_Position annotation records_
-- Start --

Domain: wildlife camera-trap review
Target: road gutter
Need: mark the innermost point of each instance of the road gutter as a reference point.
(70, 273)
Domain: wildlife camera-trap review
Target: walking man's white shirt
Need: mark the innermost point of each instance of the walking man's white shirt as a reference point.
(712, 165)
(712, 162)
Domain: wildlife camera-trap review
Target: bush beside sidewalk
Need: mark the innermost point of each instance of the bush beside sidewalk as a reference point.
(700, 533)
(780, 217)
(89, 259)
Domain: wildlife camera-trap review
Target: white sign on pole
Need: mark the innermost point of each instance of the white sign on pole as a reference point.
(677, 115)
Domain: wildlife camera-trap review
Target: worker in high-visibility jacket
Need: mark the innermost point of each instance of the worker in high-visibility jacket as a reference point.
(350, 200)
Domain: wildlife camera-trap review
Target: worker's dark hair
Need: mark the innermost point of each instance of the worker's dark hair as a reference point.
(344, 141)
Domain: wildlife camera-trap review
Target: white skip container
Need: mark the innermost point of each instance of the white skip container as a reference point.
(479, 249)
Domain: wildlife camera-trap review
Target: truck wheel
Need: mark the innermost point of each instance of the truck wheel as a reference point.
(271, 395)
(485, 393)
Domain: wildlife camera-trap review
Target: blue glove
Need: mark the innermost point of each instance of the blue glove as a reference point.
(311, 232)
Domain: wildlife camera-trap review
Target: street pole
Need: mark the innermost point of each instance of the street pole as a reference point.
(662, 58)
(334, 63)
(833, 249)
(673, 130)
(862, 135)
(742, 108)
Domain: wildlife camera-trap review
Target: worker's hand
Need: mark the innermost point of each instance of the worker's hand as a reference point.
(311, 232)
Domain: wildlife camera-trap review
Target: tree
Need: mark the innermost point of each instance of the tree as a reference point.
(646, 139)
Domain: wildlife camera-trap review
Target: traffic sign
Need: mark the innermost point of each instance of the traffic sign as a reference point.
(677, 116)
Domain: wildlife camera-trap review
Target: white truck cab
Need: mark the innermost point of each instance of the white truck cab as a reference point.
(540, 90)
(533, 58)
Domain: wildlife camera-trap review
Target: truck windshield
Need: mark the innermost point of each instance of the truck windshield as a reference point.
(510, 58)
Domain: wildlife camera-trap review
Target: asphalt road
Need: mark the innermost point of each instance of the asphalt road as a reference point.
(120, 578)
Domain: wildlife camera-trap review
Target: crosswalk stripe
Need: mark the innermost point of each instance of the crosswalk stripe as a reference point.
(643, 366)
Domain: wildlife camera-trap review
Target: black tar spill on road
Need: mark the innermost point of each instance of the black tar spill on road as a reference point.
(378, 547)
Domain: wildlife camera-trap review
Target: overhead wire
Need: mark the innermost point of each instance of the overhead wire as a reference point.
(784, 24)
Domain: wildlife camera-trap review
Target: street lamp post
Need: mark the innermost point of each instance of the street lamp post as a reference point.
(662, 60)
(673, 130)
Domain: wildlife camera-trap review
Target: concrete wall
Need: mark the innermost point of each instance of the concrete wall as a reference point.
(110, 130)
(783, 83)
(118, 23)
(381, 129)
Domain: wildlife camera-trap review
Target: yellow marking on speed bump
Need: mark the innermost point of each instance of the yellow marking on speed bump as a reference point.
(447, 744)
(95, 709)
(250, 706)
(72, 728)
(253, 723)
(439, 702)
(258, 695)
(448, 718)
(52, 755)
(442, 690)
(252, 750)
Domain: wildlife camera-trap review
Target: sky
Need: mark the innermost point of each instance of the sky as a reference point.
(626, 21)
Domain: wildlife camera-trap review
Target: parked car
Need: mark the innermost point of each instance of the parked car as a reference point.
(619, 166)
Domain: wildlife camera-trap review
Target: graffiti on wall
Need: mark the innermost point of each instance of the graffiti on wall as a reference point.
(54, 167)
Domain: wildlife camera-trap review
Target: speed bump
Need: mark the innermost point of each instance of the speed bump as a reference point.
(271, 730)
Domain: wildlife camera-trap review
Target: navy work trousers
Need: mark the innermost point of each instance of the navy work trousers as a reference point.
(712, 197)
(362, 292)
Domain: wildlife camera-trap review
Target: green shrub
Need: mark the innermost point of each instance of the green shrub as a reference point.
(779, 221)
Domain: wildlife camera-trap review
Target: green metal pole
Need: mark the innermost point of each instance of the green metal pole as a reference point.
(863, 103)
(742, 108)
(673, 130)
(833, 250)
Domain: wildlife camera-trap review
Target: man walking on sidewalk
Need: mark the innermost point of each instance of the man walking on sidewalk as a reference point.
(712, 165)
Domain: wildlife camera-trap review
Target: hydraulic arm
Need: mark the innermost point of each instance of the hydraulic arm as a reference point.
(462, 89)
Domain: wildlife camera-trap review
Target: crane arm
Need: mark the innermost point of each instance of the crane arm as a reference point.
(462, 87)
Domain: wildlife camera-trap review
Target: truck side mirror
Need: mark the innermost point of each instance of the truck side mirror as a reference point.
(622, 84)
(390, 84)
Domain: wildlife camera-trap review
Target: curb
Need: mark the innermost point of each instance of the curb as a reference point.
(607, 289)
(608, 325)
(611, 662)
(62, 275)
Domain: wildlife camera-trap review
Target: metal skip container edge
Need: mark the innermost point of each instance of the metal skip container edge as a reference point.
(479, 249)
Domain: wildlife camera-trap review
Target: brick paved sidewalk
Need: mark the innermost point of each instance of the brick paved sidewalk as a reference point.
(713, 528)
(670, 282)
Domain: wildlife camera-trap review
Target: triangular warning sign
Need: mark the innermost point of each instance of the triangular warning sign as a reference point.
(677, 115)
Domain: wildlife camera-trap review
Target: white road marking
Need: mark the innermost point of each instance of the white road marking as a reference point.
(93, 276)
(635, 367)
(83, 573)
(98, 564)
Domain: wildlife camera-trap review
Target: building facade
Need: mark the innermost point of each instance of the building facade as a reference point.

-- End --
-- Start --

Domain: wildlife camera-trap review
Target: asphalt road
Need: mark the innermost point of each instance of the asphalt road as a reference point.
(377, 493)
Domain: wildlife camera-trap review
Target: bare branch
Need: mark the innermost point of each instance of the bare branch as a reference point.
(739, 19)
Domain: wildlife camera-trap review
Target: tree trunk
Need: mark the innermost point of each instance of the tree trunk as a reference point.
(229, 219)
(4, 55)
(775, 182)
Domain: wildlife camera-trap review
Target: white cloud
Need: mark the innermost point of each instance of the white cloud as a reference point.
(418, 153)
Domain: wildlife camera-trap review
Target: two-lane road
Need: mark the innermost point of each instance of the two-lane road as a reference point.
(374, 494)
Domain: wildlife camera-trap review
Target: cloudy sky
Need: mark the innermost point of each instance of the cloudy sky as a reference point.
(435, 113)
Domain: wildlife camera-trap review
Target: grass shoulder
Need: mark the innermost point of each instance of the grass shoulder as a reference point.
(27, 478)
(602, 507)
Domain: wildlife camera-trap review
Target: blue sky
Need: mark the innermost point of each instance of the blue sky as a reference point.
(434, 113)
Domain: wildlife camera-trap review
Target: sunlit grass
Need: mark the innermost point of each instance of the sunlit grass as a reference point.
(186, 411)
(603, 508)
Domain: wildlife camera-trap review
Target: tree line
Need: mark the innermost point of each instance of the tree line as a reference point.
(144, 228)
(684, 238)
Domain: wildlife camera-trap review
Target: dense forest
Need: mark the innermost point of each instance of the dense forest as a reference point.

-- End --

List each line from both blocks of entries above that contains the string "marking".

_WRITTEN SOLUTION_
Target: yellow marking on speed bump
Need: mark the innermost point of each instance of the yellow marking on speed bump as a reference point.
Target: white road marking
Need: mark the innermost point of each instance of the white road marking as a reference point.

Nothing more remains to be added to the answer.